**Instructions for the task:**
Render the lines of the entries, from the first line through the line containing "positive clicks: (820, 365) (880, 368)", as a JSON list of strings, one string per line, omitting blank lines.

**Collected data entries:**
Segment Open

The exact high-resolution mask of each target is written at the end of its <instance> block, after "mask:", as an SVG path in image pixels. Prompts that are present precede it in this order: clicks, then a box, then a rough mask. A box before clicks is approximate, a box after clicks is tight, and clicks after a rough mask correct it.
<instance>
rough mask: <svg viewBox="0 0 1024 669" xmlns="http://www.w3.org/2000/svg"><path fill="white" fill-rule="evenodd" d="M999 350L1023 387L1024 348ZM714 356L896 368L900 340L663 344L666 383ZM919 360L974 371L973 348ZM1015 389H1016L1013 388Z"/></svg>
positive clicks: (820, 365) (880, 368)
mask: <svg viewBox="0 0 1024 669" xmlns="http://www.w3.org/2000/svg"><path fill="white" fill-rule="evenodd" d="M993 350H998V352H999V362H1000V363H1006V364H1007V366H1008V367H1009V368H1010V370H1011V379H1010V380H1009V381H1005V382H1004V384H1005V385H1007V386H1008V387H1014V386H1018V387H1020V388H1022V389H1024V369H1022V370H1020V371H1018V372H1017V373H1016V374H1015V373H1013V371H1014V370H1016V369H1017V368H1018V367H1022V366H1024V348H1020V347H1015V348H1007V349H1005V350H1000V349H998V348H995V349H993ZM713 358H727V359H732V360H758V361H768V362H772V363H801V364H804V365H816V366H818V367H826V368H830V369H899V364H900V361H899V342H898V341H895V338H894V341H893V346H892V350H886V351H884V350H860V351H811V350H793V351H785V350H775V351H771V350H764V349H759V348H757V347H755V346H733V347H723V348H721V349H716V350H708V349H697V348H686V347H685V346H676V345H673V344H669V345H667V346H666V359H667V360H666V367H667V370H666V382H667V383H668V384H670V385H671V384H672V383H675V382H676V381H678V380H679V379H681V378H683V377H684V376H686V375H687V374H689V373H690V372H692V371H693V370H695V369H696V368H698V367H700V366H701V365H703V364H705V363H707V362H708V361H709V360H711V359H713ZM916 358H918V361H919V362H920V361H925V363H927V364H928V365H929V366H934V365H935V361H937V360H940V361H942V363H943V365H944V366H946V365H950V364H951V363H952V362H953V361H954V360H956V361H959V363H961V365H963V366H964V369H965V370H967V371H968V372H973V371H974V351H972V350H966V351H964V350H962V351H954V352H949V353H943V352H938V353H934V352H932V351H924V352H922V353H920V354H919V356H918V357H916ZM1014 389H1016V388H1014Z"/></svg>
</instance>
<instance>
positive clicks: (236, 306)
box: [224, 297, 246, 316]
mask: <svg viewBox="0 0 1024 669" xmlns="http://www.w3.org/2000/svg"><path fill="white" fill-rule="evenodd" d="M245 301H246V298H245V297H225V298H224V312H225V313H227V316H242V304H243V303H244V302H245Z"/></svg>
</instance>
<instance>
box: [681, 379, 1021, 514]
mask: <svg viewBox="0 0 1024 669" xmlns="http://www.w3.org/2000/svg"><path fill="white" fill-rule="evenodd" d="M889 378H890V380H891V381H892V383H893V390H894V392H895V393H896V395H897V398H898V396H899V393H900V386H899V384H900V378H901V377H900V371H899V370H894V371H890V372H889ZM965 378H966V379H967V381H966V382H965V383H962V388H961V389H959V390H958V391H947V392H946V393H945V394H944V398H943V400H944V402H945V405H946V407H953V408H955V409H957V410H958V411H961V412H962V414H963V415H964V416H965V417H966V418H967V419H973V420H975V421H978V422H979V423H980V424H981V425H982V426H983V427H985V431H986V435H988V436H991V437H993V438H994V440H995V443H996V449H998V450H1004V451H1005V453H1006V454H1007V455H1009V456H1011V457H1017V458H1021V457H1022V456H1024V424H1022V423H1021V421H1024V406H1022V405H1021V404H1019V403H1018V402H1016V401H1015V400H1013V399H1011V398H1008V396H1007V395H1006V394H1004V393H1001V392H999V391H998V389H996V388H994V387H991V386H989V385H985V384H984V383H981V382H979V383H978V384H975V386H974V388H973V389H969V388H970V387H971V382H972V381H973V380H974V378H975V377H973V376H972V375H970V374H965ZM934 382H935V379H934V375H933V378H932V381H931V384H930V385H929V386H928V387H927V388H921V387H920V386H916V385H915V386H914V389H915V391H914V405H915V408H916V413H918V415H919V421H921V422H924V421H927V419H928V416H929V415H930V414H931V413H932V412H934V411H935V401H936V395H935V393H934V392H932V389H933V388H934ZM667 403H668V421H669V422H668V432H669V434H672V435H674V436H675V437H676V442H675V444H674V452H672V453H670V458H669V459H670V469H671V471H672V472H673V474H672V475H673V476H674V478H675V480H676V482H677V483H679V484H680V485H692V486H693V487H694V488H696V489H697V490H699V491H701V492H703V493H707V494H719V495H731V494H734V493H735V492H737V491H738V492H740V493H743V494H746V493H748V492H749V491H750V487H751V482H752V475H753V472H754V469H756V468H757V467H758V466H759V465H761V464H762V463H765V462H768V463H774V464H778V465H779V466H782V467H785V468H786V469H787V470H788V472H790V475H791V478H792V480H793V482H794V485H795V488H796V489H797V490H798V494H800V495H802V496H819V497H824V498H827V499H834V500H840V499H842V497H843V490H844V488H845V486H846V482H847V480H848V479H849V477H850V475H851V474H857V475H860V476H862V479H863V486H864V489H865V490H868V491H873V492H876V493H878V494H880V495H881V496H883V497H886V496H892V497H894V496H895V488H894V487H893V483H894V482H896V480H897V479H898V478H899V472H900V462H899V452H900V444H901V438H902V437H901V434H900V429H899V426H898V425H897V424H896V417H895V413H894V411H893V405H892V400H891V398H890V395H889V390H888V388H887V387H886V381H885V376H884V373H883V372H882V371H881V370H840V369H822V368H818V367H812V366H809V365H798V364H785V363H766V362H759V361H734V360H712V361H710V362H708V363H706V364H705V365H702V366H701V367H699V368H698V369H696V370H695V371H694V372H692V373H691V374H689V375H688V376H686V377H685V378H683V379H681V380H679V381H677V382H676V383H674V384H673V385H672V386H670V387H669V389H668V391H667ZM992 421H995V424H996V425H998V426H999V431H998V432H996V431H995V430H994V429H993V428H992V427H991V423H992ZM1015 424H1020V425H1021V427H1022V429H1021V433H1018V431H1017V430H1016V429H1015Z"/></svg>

Segment Closed

**Response to this task:**
[
  "The exact high-resolution mask of each target is written at the end of its <instance> block, after \"mask:\", as an SVG path in image pixels. Prompts that are present precede it in this order: clicks, then a box, then a rough mask. A box before clicks is approximate, a box after clicks is tight, and clicks after a rough mask correct it.",
  "<instance>",
  "rough mask: <svg viewBox=\"0 0 1024 669\" xmlns=\"http://www.w3.org/2000/svg\"><path fill=\"white\" fill-rule=\"evenodd\" d=\"M999 350L1023 387L1024 348ZM714 356L896 368L900 340L663 344L666 383ZM919 360L974 371L973 348ZM1015 389H1016L1013 388Z\"/></svg>",
  "positive clicks: (820, 365) (880, 368)"
]